**MATERIAL FOR THIS TASK:**
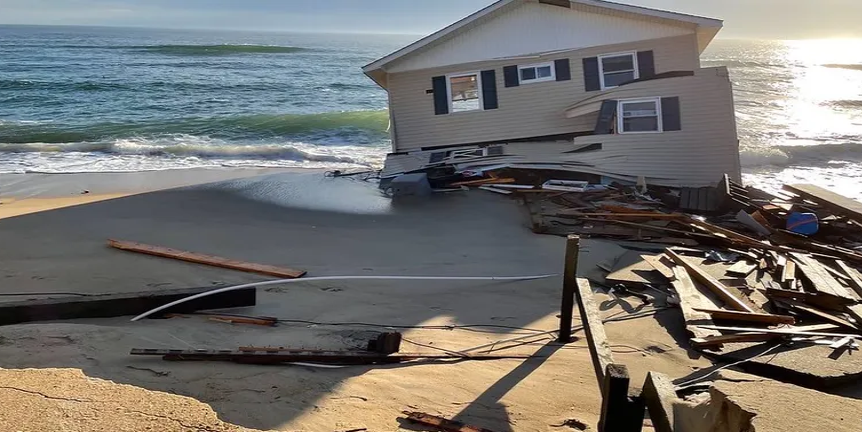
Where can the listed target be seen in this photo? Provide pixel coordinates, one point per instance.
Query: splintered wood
(209, 260)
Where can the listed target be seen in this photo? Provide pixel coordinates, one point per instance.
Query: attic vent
(561, 3)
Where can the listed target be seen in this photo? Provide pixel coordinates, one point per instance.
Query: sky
(764, 19)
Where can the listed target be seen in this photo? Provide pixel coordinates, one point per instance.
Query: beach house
(589, 86)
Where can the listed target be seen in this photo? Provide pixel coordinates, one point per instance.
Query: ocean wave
(811, 155)
(210, 50)
(237, 127)
(847, 103)
(844, 66)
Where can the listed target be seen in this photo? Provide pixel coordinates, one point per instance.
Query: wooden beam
(441, 423)
(714, 341)
(570, 286)
(619, 412)
(597, 340)
(710, 282)
(821, 280)
(660, 396)
(690, 299)
(209, 260)
(855, 280)
(125, 304)
(749, 317)
(830, 318)
(786, 331)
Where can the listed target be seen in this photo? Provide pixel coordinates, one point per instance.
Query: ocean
(84, 99)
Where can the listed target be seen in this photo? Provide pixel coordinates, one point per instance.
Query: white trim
(478, 75)
(634, 55)
(621, 102)
(553, 76)
(702, 22)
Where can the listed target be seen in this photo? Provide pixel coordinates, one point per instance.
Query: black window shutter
(510, 76)
(441, 99)
(607, 113)
(563, 70)
(591, 74)
(646, 64)
(489, 89)
(670, 113)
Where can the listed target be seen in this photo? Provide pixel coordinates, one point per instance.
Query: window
(639, 115)
(536, 73)
(615, 69)
(465, 92)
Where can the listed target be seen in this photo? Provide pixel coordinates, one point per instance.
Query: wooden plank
(619, 412)
(748, 317)
(570, 286)
(786, 331)
(206, 259)
(825, 316)
(788, 273)
(660, 395)
(441, 423)
(742, 268)
(820, 300)
(712, 283)
(690, 299)
(632, 270)
(855, 279)
(125, 304)
(661, 264)
(821, 280)
(831, 200)
(716, 341)
(597, 340)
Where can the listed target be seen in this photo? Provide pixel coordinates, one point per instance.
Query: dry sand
(328, 227)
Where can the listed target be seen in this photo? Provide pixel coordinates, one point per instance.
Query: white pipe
(284, 281)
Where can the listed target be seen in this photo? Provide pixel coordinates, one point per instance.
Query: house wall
(528, 110)
(534, 28)
(706, 148)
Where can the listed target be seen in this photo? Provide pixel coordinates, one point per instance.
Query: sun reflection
(826, 76)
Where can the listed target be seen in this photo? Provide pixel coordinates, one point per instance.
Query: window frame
(480, 93)
(634, 56)
(536, 66)
(659, 117)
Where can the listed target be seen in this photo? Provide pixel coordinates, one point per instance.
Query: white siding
(535, 28)
(526, 111)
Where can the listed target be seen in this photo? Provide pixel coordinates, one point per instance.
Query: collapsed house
(601, 90)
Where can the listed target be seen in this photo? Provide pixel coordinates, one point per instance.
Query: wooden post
(570, 285)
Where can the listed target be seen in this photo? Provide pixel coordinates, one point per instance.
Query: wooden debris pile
(748, 274)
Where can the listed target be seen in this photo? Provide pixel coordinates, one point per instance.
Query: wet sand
(327, 227)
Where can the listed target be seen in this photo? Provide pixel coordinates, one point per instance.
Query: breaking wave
(209, 50)
(811, 155)
(369, 123)
(844, 66)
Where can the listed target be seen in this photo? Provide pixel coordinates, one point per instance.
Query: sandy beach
(327, 227)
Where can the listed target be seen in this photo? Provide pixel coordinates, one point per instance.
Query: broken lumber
(597, 340)
(659, 394)
(710, 282)
(209, 260)
(124, 304)
(855, 280)
(441, 423)
(821, 280)
(748, 317)
(789, 331)
(714, 341)
(690, 299)
(270, 357)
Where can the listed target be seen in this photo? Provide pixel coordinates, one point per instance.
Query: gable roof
(706, 28)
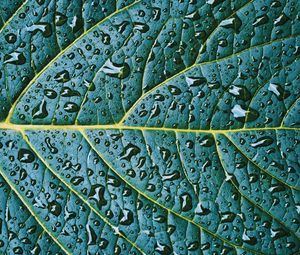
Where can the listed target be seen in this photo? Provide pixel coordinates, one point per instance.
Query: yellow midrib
(18, 127)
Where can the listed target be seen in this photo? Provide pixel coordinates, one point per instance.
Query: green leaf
(150, 127)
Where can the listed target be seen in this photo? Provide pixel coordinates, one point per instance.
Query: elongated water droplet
(15, 58)
(240, 92)
(186, 202)
(262, 142)
(280, 93)
(71, 107)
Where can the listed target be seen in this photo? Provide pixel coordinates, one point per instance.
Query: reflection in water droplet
(174, 90)
(52, 149)
(240, 92)
(120, 71)
(260, 20)
(76, 23)
(163, 249)
(15, 58)
(126, 217)
(92, 237)
(97, 194)
(186, 202)
(55, 208)
(280, 93)
(11, 38)
(171, 176)
(142, 27)
(281, 20)
(62, 76)
(240, 114)
(233, 23)
(71, 107)
(252, 240)
(51, 94)
(25, 156)
(129, 151)
(43, 27)
(67, 92)
(195, 81)
(262, 141)
(40, 111)
(60, 19)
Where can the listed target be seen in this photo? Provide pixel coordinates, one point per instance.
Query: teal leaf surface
(150, 127)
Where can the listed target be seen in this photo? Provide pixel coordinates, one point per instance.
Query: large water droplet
(262, 141)
(25, 156)
(15, 58)
(120, 71)
(129, 151)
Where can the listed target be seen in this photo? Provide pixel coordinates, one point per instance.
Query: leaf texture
(150, 127)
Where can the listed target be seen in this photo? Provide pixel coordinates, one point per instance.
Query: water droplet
(60, 19)
(120, 71)
(71, 107)
(171, 176)
(55, 208)
(195, 81)
(186, 202)
(165, 153)
(174, 90)
(11, 38)
(97, 194)
(26, 156)
(51, 94)
(227, 217)
(76, 24)
(129, 151)
(67, 92)
(207, 141)
(252, 240)
(43, 27)
(163, 249)
(126, 217)
(52, 149)
(280, 93)
(240, 92)
(142, 27)
(233, 23)
(62, 76)
(240, 114)
(15, 58)
(281, 20)
(92, 237)
(278, 233)
(40, 111)
(260, 20)
(262, 142)
(76, 180)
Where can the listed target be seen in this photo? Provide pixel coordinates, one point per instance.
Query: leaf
(150, 127)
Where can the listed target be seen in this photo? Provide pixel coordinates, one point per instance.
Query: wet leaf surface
(149, 127)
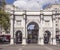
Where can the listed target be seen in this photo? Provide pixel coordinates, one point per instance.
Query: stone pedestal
(40, 37)
(54, 41)
(24, 41)
(11, 31)
(54, 30)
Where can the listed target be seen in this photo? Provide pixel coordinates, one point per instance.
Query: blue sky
(9, 1)
(32, 4)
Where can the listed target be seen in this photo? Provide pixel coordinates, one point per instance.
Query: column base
(54, 41)
(24, 42)
(11, 41)
(41, 42)
(51, 42)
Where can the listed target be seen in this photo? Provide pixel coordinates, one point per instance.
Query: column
(11, 31)
(41, 38)
(24, 31)
(54, 31)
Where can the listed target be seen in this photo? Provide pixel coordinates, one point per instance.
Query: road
(29, 47)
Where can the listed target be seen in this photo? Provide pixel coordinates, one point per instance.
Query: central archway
(18, 37)
(47, 36)
(32, 30)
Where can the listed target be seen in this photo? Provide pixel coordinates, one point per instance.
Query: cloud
(34, 5)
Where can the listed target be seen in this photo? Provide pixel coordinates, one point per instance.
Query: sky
(32, 4)
(10, 1)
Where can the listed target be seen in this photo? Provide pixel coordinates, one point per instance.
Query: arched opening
(32, 30)
(18, 37)
(47, 37)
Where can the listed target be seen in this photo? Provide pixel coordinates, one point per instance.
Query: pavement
(29, 47)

**WHAT THIS TASK INVOLVES:** Quote every record above exactly, leaving out the pictures.

**TASK RESPONSE:**
Where can the listed target be seen in this photo? Provide pixel coordinates, one point per instance.
Query: splintered wood
(209, 260)
Where can the listed target be seen in this photo? Provide pixel coordinates, one point per instance.
Query: attic vent
(561, 3)
Where can the listed target be seen in this photo? Provide pixel coordinates, one point per instance.
Query: sky
(764, 19)
Where can the listed target be seen in this photo? Provide pixel coordinates, one point per instance.
Query: beach house
(589, 86)
Where can the listed target be seen in this photo? Provide pixel coordinates, one point per instance.
Query: ocean wave
(811, 155)
(210, 50)
(237, 127)
(847, 103)
(844, 66)
Where can the listed target be seen in this photo? Provide pixel coordinates, one point per instance.
Query: wooden beam
(441, 423)
(714, 341)
(570, 286)
(619, 412)
(597, 340)
(710, 282)
(821, 280)
(660, 396)
(690, 299)
(209, 260)
(855, 280)
(125, 304)
(749, 317)
(830, 318)
(786, 331)
Where can the listed target be seen in this photo? Provide pixel coordinates, one point per instance.
Query: ocean
(84, 99)
Where can the listed target be seen in this photo? Provide pixel coordinates, one point per instance.
Query: white trim
(478, 75)
(634, 55)
(621, 102)
(553, 76)
(702, 22)
Where can the listed target be seen in this photo? Provide pixel coordinates, one point per instance.
Query: black window shutter
(510, 76)
(441, 99)
(607, 113)
(563, 70)
(591, 74)
(646, 64)
(489, 89)
(670, 113)
Where can the listed target be seen in this photo? Provide pixel coordinates, one point per instance.
Query: window
(639, 115)
(536, 73)
(615, 69)
(465, 92)
Where can the listed target be seen in this photo? Provide pixel coordinates, one point per instance.
Query: wooden plank
(619, 412)
(748, 317)
(570, 286)
(786, 331)
(206, 259)
(825, 316)
(788, 273)
(660, 395)
(441, 423)
(742, 268)
(820, 300)
(712, 283)
(690, 299)
(632, 270)
(855, 279)
(125, 304)
(661, 264)
(821, 280)
(831, 200)
(716, 341)
(597, 340)
Where can the listed target be seen in this photo? Provide pixel coordinates, one point per instance.
Query: dry sand
(328, 227)
Where can the listed target be seen in this photo? Provide pixel coordinates, one point per instance.
Query: white pipe
(284, 281)
Where can the listed target be seen in this photo? Provide pixel coordinates, one point per instance.
Query: house wall
(528, 110)
(534, 28)
(706, 148)
Where can the listed target be seen in this photo? Provide pixel coordinates, one point per instance.
Query: sun reflection
(826, 76)
Where can the listed target be seen in this photo? Provide pixel coordinates, one point per instance.
Query: window frame
(480, 93)
(634, 56)
(536, 66)
(659, 117)
Where can the listed target be seen in this photo? Provide pixel coordinates, one point per instance.
Query: white siding
(535, 28)
(526, 111)
Where can the listed target be seen in this photo? Provide pixel coordinates, one point per instance.
Query: collapsed house
(601, 90)
Where can the listed target be seen in this photo? Provide pixel coordinates, one point per instance.
Query: wooden post
(570, 285)
Where can the listed target be seen in this photo? Provide pixel coordinates, one point per instance.
Query: wooden debris pile
(748, 274)
Where can the listed target be seen in this photo? Provide pixel coordinates, one point per instance.
Query: wet sand
(327, 227)
Where can the listed target be seen in this photo? Provide pixel coordinates, one point per instance.
Query: breaking wave
(209, 50)
(811, 155)
(369, 123)
(844, 66)
Where can the listed target be seen in this photo? Provide pixel coordinates, one point per instance.
Query: sandy beach
(327, 227)
Where can the listed target be seen in this photo? Provide pixel coordinates, one point per instance.
Query: broken lumber
(597, 340)
(659, 394)
(710, 282)
(209, 260)
(124, 304)
(855, 280)
(441, 423)
(821, 280)
(748, 317)
(789, 331)
(714, 341)
(690, 299)
(270, 357)
Where can the listed target be seen in this photo? Provide pixel coordinates, one point per instance.
Query: gable roof
(706, 28)
Where can the listed target be seen in this photo? Provide pixel coordinates, one point per instance.
Query: yellow midrib
(18, 127)
Where can the listed target be seen in this photo? Provide pixel coordinates, one point per instance.
Query: green leaf
(150, 127)
Where can the listed target be seen in this photo? Provide pixel coordinates, one point per instance.
Query: elongated water droplet
(15, 58)
(240, 92)
(186, 202)
(262, 142)
(280, 93)
(71, 107)
Where can the listed target be seen in this photo? Provide pixel coordinates, one point per instance.
Query: reflection in water droplet
(174, 90)
(52, 149)
(240, 92)
(120, 71)
(260, 20)
(76, 23)
(163, 249)
(15, 58)
(126, 217)
(92, 237)
(97, 194)
(186, 202)
(55, 208)
(280, 93)
(11, 38)
(171, 176)
(142, 27)
(281, 20)
(62, 76)
(240, 114)
(233, 23)
(71, 107)
(252, 240)
(51, 94)
(25, 156)
(129, 151)
(43, 27)
(67, 92)
(195, 81)
(262, 141)
(40, 111)
(60, 19)
Where can the listed target be seen in this photo? Provide pixel coordinates, one point per instance.
Query: teal leaf surface
(150, 127)
Where can the listed target be seen in this photo? Provide pixel coordinates, one point per instance.
Query: large water droplet
(262, 141)
(25, 156)
(15, 58)
(120, 71)
(129, 151)
Where can the listed target be seen in this photo? Provide pixel coordinates, one point per instance.
Query: leaf texture
(150, 127)
Where can the listed target be seen in this photo? Provide pixel coordinates, one point per instance.
Query: water droplet
(60, 19)
(120, 71)
(71, 107)
(171, 176)
(55, 208)
(195, 81)
(186, 202)
(165, 153)
(174, 90)
(11, 38)
(97, 194)
(26, 156)
(51, 94)
(227, 217)
(76, 24)
(129, 151)
(67, 92)
(207, 141)
(252, 240)
(43, 27)
(163, 249)
(126, 217)
(52, 149)
(280, 93)
(240, 92)
(142, 27)
(233, 23)
(62, 76)
(240, 114)
(15, 58)
(281, 20)
(92, 237)
(278, 233)
(40, 111)
(260, 20)
(262, 142)
(76, 180)
Where can the listed target be seen in this photo? Provide pixel coordinates, one point per instance.
Query: leaf
(150, 127)
Where can the listed target be seen in this photo? Provide pixel coordinates, one point per instance.
Query: wet leaf surface
(149, 127)
Where can the listed target be seen in this photo? Provide pixel coordinates, one point per instance.
Query: stone pedestal
(40, 37)
(54, 41)
(24, 41)
(11, 31)
(54, 30)
Where can the listed target be seen in this photo? Provide pixel coordinates, one point per instance.
Query: blue sky
(9, 1)
(32, 4)
Where can the listed target be seen in this photo? Provide pixel coordinates, one point per instance.
Query: column base
(54, 41)
(24, 42)
(11, 41)
(41, 42)
(51, 42)
Where can the listed target be seen in this photo? Provide pixel coordinates, one point per instance.
Query: column
(11, 31)
(41, 38)
(24, 31)
(54, 31)
Where can the listed target be seen in this photo? Provide pixel coordinates, one point per instance.
Query: road
(29, 47)
Where can the listed target be seen in this photo? Provide pixel coordinates, one point per instance.
Query: central archway
(18, 37)
(47, 36)
(32, 30)
Where can the listed target be seen in this photo? Provide pixel coordinates, one point per instance.
Query: cloud
(34, 5)
Where can the listed target be seen in this photo? Provide pixel coordinates, one point per instance.
Query: sky
(32, 4)
(10, 1)
Where can the listed target be seen in this photo? Provide pixel coordinates, one point per instance.
Query: arched opening
(32, 30)
(18, 37)
(47, 37)
Where can the listed target be seen in this photo? Provide pixel coordinates, one point per instance.
Query: pavement
(29, 47)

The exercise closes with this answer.